Member of the Louisiana House of Representatives from the 82nd district
- Incumbent
- Assumed office May 10, 2021
- Preceded by: Charles Henry

Personal details
- Party: Republican
- Education: Louisiana State University (BS) New Orleans Baptist Theological Seminary (MA)

= Laurie Schlegel =

American politician

Laurie Garrand Schlegel is an American politician who is a member of the Louisiana House of Representatives from the 82nd district. She assumed office on May 10, 2021.

== Education ==
Schlegel attended St. Mary's Dominican High School in New Orleans. She earned a Bachelor of Science degree in psychology from Louisiana State University and a Master of Arts in marriage and family counseling from the New Orleans Baptist Theological Seminary.

(Entries shown)
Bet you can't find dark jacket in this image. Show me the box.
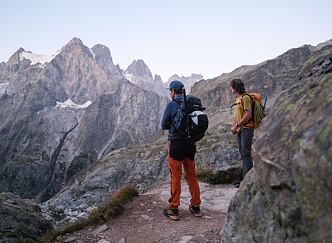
[161,95,196,161]
[161,95,183,141]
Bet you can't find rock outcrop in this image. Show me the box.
[221,45,332,242]
[0,193,52,242]
[0,38,167,201]
[125,59,169,97]
[166,73,203,94]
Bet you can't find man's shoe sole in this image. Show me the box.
[163,211,180,221]
[189,207,202,218]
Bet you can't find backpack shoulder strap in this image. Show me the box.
[240,93,255,125]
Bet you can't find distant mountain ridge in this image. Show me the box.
[0,38,167,201]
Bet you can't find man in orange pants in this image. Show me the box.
[161,80,202,220]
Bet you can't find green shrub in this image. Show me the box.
[43,186,138,242]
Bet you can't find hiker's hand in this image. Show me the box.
[231,125,237,134]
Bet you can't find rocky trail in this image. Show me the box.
[56,181,237,243]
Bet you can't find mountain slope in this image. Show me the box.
[222,42,332,242]
[0,38,167,201]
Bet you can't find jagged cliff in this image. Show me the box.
[0,38,167,201]
[221,42,332,242]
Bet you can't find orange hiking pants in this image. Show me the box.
[168,144,201,208]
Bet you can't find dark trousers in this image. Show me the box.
[237,128,254,177]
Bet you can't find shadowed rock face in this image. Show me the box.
[0,193,52,242]
[221,46,332,242]
[0,38,167,201]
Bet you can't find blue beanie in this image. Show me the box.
[169,80,184,91]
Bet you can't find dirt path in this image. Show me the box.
[57,182,237,243]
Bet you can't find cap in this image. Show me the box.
[168,80,184,91]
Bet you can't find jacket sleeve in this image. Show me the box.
[161,102,173,130]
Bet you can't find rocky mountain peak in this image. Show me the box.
[61,37,93,58]
[167,74,180,83]
[91,44,113,65]
[7,47,25,66]
[126,59,153,80]
[154,74,162,82]
[166,73,203,93]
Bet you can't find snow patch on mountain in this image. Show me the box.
[20,50,61,67]
[54,99,92,109]
[0,83,9,97]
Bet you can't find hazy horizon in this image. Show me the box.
[0,0,332,82]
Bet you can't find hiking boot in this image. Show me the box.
[233,181,241,188]
[164,208,180,221]
[189,205,202,217]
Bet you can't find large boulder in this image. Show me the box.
[0,193,52,242]
[221,60,332,242]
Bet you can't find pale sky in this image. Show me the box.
[0,0,332,81]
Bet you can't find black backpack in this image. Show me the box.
[172,90,209,143]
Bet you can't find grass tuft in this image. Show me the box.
[42,186,139,242]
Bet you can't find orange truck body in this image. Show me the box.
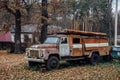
[26,30,109,70]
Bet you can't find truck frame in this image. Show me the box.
[26,29,110,70]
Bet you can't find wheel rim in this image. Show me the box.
[91,54,99,64]
[50,59,58,69]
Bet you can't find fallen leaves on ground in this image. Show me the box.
[0,51,120,80]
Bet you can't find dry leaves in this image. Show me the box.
[0,51,120,80]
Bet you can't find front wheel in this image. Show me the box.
[46,56,60,70]
[90,53,100,64]
[28,61,38,67]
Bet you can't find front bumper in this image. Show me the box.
[25,57,45,63]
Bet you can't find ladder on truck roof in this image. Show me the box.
[57,29,107,37]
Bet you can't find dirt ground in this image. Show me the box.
[0,51,120,80]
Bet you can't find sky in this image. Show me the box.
[112,0,120,12]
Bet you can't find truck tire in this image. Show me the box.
[90,53,100,65]
[28,61,38,67]
[103,55,113,62]
[6,47,14,53]
[46,56,60,70]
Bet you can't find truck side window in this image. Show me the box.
[73,38,80,44]
[61,38,67,44]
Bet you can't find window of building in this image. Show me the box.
[73,38,80,44]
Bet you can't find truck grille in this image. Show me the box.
[29,50,39,58]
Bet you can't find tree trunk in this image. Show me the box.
[40,0,48,43]
[14,10,21,54]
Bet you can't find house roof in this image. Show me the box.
[10,24,37,32]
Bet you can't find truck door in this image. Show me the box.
[59,37,70,56]
[72,37,82,56]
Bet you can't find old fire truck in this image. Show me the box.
[26,29,110,70]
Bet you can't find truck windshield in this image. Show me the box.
[44,37,58,44]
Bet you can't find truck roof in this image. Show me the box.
[57,29,107,36]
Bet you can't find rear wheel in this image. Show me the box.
[46,56,60,70]
[90,53,100,64]
[28,61,38,67]
[103,55,113,61]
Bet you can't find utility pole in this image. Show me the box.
[114,0,118,46]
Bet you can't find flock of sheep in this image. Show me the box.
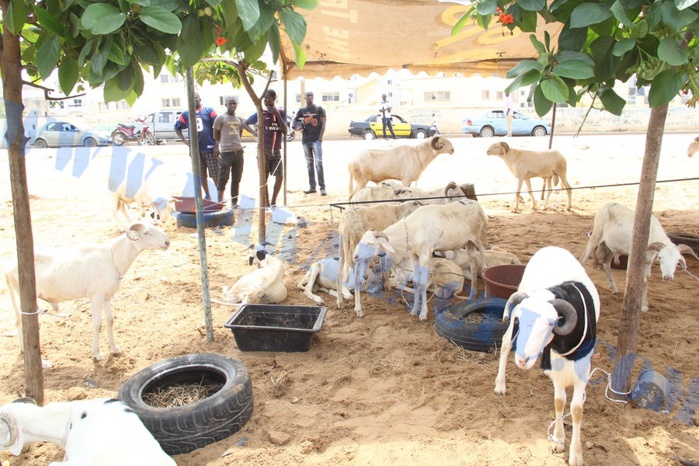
[0,136,699,465]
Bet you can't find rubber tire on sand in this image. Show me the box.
[434,298,509,353]
[119,353,253,455]
[173,209,235,228]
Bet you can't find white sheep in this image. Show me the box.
[112,179,174,229]
[487,142,572,212]
[352,181,478,205]
[335,201,421,317]
[687,138,699,158]
[5,222,170,361]
[495,246,600,466]
[354,200,487,320]
[580,202,699,311]
[0,398,176,466]
[347,136,454,200]
[223,246,287,304]
[298,257,378,306]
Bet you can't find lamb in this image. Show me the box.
[495,246,600,466]
[687,138,699,158]
[223,246,287,304]
[112,179,174,229]
[348,136,454,200]
[354,200,487,320]
[487,142,572,212]
[0,398,176,466]
[298,258,378,306]
[352,181,478,205]
[580,202,699,311]
[335,201,421,317]
[5,222,170,361]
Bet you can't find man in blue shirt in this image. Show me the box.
[175,92,221,200]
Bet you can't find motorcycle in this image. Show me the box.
[112,118,156,146]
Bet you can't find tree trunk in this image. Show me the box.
[0,0,44,405]
[611,104,668,399]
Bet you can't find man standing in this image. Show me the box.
[175,92,221,200]
[379,94,397,139]
[245,89,287,207]
[505,92,515,137]
[214,97,257,209]
[294,92,327,196]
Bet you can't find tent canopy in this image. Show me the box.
[282,0,561,79]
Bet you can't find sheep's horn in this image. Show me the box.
[551,299,578,336]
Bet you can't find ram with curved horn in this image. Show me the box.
[495,246,600,466]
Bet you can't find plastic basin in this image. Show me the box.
[483,264,525,299]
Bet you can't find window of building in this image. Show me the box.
[320,92,340,102]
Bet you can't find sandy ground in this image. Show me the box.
[0,134,699,466]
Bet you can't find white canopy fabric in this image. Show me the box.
[282,0,561,79]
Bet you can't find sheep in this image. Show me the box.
[223,246,287,304]
[487,142,572,212]
[347,136,454,200]
[354,200,487,320]
[687,138,699,158]
[352,181,478,205]
[335,201,421,317]
[5,222,170,361]
[580,202,699,311]
[0,398,176,466]
[298,257,378,306]
[112,180,175,229]
[495,246,600,466]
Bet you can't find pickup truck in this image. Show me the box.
[144,110,296,143]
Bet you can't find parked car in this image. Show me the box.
[29,121,112,148]
[347,113,437,140]
[461,110,551,138]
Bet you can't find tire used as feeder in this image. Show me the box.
[172,209,235,228]
[119,353,253,455]
[434,298,509,353]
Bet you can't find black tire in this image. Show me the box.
[173,209,235,228]
[434,298,509,353]
[119,353,253,455]
[478,126,495,138]
[667,232,699,255]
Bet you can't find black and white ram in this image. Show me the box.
[495,246,600,466]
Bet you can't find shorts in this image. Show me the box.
[265,147,284,176]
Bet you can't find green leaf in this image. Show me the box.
[611,0,633,26]
[541,75,568,103]
[5,0,29,35]
[506,60,544,79]
[570,3,612,28]
[612,39,636,57]
[140,6,182,34]
[648,70,684,107]
[534,84,553,117]
[294,0,318,10]
[675,0,698,11]
[553,60,595,79]
[58,57,80,95]
[292,42,306,69]
[80,3,126,34]
[235,0,260,31]
[658,37,688,66]
[517,0,546,11]
[279,10,306,44]
[34,6,66,36]
[660,1,698,32]
[597,86,626,116]
[529,34,546,53]
[476,0,498,15]
[36,34,61,81]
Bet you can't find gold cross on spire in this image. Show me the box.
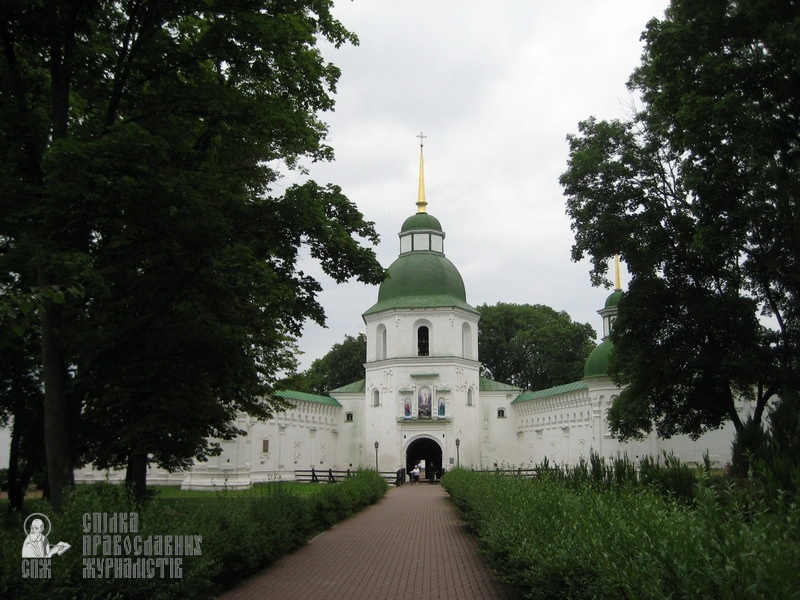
[417,131,428,213]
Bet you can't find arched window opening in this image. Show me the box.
[461,323,473,359]
[376,325,386,360]
[417,325,430,356]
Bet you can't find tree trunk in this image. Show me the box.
[125,448,147,502]
[8,416,30,511]
[41,304,75,512]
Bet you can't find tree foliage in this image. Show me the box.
[561,0,800,437]
[0,0,383,505]
[290,333,367,394]
[478,302,595,390]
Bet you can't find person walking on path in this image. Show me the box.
[220,485,518,600]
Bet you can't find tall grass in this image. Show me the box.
[0,470,387,600]
[443,464,800,599]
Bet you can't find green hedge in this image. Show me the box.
[443,470,800,599]
[0,470,387,600]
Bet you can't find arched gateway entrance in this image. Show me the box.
[406,437,443,479]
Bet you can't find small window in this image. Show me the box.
[417,325,430,356]
[377,325,386,360]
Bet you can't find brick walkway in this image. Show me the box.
[221,483,517,600]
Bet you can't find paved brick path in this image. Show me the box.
[221,483,517,600]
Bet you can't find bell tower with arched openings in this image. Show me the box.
[361,134,480,476]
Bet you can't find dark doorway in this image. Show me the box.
[406,438,442,479]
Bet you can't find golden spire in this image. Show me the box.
[417,131,428,213]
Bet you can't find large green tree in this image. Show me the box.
[288,333,367,394]
[561,0,800,437]
[478,302,595,390]
[0,0,383,506]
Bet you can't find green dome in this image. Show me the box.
[604,290,622,308]
[400,213,442,233]
[364,251,477,314]
[583,340,614,378]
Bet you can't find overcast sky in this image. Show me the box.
[284,0,669,369]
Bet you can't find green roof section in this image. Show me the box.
[400,213,442,233]
[603,290,622,308]
[275,390,341,406]
[480,377,522,392]
[364,251,478,315]
[511,381,589,404]
[583,340,614,379]
[329,379,367,394]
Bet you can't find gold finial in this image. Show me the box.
[417,131,428,213]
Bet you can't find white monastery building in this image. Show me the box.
[65,144,750,489]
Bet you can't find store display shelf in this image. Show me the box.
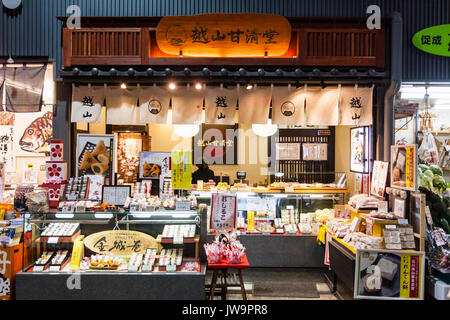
[156,234,200,244]
[36,230,81,243]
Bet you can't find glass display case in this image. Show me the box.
[16,210,206,299]
[193,190,346,235]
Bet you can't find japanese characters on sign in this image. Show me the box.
[412,24,450,57]
[156,14,292,57]
[84,230,158,255]
[354,250,425,300]
[210,193,237,230]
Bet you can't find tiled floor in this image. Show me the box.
[206,268,338,300]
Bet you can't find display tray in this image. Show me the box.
[36,230,81,243]
[156,235,200,244]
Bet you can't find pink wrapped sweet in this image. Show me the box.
[204,243,222,264]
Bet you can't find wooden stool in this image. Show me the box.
[208,254,250,300]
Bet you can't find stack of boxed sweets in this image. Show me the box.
[142,248,157,272]
[65,176,89,201]
[383,225,416,250]
[128,253,144,272]
[33,251,55,272]
[158,249,183,267]
[342,232,383,250]
[162,224,195,238]
[348,194,379,209]
[50,250,69,270]
[284,224,298,234]
[281,209,299,225]
[85,253,124,270]
[41,223,80,237]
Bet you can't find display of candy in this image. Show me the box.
[51,250,69,266]
[142,248,157,272]
[158,249,183,267]
[162,224,195,238]
[41,223,80,237]
[35,251,55,266]
[284,224,298,234]
[128,253,144,272]
[85,253,123,270]
[203,242,222,264]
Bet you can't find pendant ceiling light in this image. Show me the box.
[252,119,278,137]
[173,124,200,138]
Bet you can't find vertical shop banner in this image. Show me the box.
[172,87,204,124]
[239,87,272,124]
[193,124,239,165]
[272,87,306,125]
[305,86,341,126]
[0,248,11,300]
[106,87,138,125]
[391,145,417,191]
[210,193,237,230]
[172,151,192,190]
[205,88,239,125]
[339,86,373,126]
[139,86,170,124]
[0,126,15,172]
[370,161,389,197]
[70,86,105,123]
[4,66,47,112]
[354,249,425,300]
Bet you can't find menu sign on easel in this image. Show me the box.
[210,193,237,230]
[370,161,389,197]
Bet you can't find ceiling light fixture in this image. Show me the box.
[169,82,177,90]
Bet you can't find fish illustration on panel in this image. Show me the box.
[19,112,53,153]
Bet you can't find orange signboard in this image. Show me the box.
[156,13,292,57]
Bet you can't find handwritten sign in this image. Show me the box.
[210,193,237,230]
[412,24,450,57]
[84,230,160,255]
[156,13,292,57]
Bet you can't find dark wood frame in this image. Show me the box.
[59,17,385,68]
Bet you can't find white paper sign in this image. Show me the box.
[210,193,237,230]
[47,237,59,244]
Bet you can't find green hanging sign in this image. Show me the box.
[412,24,450,57]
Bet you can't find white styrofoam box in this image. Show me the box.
[425,276,450,300]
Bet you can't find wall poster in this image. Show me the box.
[350,127,370,173]
[354,249,425,300]
[76,134,116,185]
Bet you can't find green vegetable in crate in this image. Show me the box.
[429,164,444,176]
[439,218,450,234]
[423,169,434,179]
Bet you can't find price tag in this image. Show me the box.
[47,237,59,244]
[175,201,191,211]
[166,264,177,272]
[173,237,184,244]
[33,266,44,272]
[284,186,294,193]
[49,266,61,272]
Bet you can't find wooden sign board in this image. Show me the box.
[156,13,292,57]
[84,230,161,256]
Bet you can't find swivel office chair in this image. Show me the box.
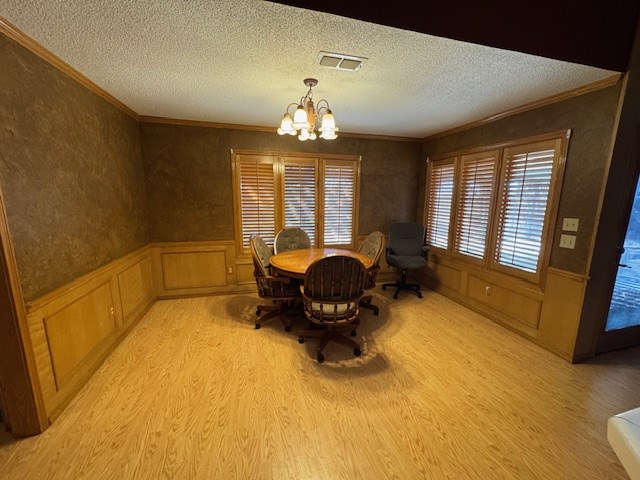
[382,222,427,298]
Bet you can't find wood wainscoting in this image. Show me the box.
[151,240,256,298]
[414,253,587,362]
[26,246,155,422]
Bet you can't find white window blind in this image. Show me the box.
[455,150,498,259]
[427,160,455,249]
[323,161,357,245]
[284,159,316,245]
[495,142,555,273]
[238,157,276,248]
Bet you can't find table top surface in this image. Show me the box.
[270,247,373,278]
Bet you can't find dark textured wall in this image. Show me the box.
[420,84,621,274]
[0,35,149,300]
[140,120,421,242]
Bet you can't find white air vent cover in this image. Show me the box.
[318,52,366,72]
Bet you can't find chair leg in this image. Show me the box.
[255,300,291,332]
[298,322,362,363]
[358,295,379,315]
[382,270,422,299]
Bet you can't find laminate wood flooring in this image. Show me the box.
[0,290,640,480]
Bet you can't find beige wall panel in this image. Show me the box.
[236,260,255,284]
[436,265,462,292]
[118,256,154,321]
[538,270,588,358]
[467,275,542,329]
[161,251,227,290]
[44,283,116,388]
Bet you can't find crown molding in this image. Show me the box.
[0,17,139,120]
[138,115,421,142]
[421,73,623,142]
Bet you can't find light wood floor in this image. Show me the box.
[0,291,640,480]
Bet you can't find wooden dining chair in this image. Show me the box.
[358,231,384,315]
[298,255,365,363]
[249,234,300,332]
[273,227,311,254]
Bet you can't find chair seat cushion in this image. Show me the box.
[387,253,427,268]
[311,302,358,319]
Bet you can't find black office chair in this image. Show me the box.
[382,222,427,298]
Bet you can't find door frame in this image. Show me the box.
[595,161,640,354]
[0,189,49,437]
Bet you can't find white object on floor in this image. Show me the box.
[607,407,640,480]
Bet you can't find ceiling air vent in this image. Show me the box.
[318,52,366,72]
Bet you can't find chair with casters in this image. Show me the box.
[358,231,384,315]
[298,255,365,363]
[382,222,427,298]
[249,234,300,332]
[273,227,311,253]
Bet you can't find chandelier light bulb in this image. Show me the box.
[277,78,338,142]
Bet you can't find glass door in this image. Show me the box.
[604,176,640,347]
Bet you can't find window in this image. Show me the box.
[283,158,317,245]
[426,159,455,249]
[425,132,568,282]
[455,150,499,260]
[322,161,356,245]
[233,152,360,252]
[494,141,556,273]
[238,156,276,248]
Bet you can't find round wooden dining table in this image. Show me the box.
[269,247,373,279]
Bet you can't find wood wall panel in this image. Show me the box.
[43,282,117,389]
[236,260,256,284]
[538,269,589,361]
[160,251,227,290]
[151,240,255,298]
[415,252,586,362]
[27,247,155,421]
[467,275,541,329]
[118,255,155,322]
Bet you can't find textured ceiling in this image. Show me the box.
[0,0,616,138]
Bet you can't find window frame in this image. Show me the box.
[231,149,362,257]
[451,148,502,265]
[423,129,571,285]
[423,155,458,253]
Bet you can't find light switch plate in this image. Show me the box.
[560,234,576,249]
[562,218,580,232]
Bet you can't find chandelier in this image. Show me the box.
[278,78,338,141]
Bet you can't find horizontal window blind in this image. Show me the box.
[455,151,498,259]
[427,160,455,249]
[323,162,357,245]
[239,158,276,248]
[284,161,316,245]
[495,149,555,273]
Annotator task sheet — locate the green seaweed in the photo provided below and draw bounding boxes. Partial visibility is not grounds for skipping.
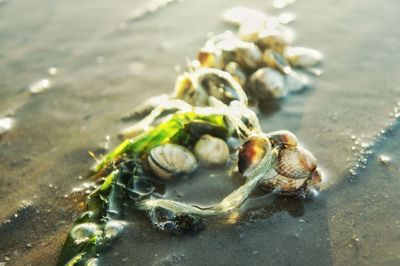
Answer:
[57,112,233,266]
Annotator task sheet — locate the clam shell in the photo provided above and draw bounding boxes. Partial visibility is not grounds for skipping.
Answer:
[275,146,317,179]
[266,130,297,147]
[215,37,262,70]
[238,136,271,176]
[257,28,287,53]
[192,68,247,105]
[194,135,229,166]
[225,62,247,86]
[250,67,287,99]
[263,175,307,196]
[174,73,208,106]
[284,47,322,67]
[148,143,197,181]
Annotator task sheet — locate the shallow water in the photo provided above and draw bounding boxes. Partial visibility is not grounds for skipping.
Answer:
[0,0,400,265]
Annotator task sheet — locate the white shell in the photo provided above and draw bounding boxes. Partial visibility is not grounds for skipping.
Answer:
[250,67,287,99]
[258,28,287,52]
[194,135,229,166]
[238,20,265,42]
[148,143,197,180]
[285,71,308,92]
[275,146,317,179]
[284,47,322,67]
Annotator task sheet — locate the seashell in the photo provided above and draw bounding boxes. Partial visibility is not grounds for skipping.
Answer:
[225,62,247,86]
[266,130,297,147]
[192,68,247,105]
[284,47,322,67]
[238,136,271,177]
[222,6,268,25]
[263,146,321,196]
[148,143,197,181]
[263,175,307,196]
[262,49,292,75]
[215,33,262,70]
[249,67,287,99]
[285,71,309,92]
[238,19,266,42]
[275,146,317,179]
[194,135,229,166]
[257,28,287,53]
[185,119,228,138]
[307,168,322,186]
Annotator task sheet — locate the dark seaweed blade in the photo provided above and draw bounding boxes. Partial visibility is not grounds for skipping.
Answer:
[93,112,231,172]
[57,160,143,265]
[57,113,232,265]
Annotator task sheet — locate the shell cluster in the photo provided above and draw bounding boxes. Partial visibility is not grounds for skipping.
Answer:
[176,7,322,104]
[238,130,321,196]
[148,143,198,181]
[147,134,229,180]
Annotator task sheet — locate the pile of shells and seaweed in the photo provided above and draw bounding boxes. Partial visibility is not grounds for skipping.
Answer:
[58,8,321,265]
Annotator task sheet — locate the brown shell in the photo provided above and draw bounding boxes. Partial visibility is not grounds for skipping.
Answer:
[238,136,271,175]
[266,130,297,147]
[275,146,317,179]
[263,175,307,196]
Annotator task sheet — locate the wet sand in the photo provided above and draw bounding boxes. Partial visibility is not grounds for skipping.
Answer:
[0,0,400,265]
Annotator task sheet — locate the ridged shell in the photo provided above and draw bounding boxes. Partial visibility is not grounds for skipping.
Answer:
[238,136,271,176]
[263,175,307,196]
[192,68,247,104]
[225,62,247,86]
[174,73,208,106]
[250,67,287,99]
[257,28,287,53]
[194,135,229,166]
[262,49,292,75]
[284,47,322,67]
[148,143,197,181]
[266,130,297,147]
[215,33,262,70]
[275,146,317,179]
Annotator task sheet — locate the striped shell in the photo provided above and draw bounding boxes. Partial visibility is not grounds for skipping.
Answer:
[194,135,229,166]
[148,143,197,181]
[250,67,287,99]
[275,146,317,179]
[175,68,247,106]
[266,130,297,147]
[263,146,321,196]
[238,136,271,177]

(Assignment 1) In the article on Laurie Schlegel, rewrite the paragraph beginning "Schlegel attended St. Mary's Dominican High School" as a bulleted list that keeps its main facts.
(Assignment 2)
Answer these questions from the article on Laurie Schlegel, one line each:
(a) Who preceded Schlegel as the representative from the 82nd district?
(b) What party does Schlegel belong to?
(c) In which city is the high school Schlegel attended?
(Assignment 3) Continue the article on Laurie Schlegel from its last sentence.

(Your response 1)
- High school: St. Mary's Dominican High School, New Orleans
- Bachelor of Science in psychology: Louisiana State University
- Master of Arts in marriage and family counseling: New Orleans Baptist Theological Seminary

(Your response 2)
(a) Charles Henry
(b) Republican
(c) New Orleans

(Your response 3)
== Career ==
Schlegel began her career as a sales manager for Marriott International. From 2001 to 2011, she was a pharmaceutical sales representative for AstraZeneca. In 2014 and 2015, she was a counselor for Catholic Counseling Services. Since 2015, she has worked for Lighthouse Counseling Center. She is a certified sex addiction counselor. She was elected to the Louisiana House of Representatives in a May 2021 special election, succeeding Charles Henry.

== Political positions ==

Schlegel has supported legislation that would ban transgender girls from competing on girls' sports teams in schools.

In 2022, she sponsored a bill requiring online pornographic content providers to verify that end-users in Louisiana are 18 or older. After the bill was passed, it was mostly ignored in the press but has served as a blueprint for similar legislation in other states and has been described as a significant step towards the Supreme Court reconsidering previous decisions in this field.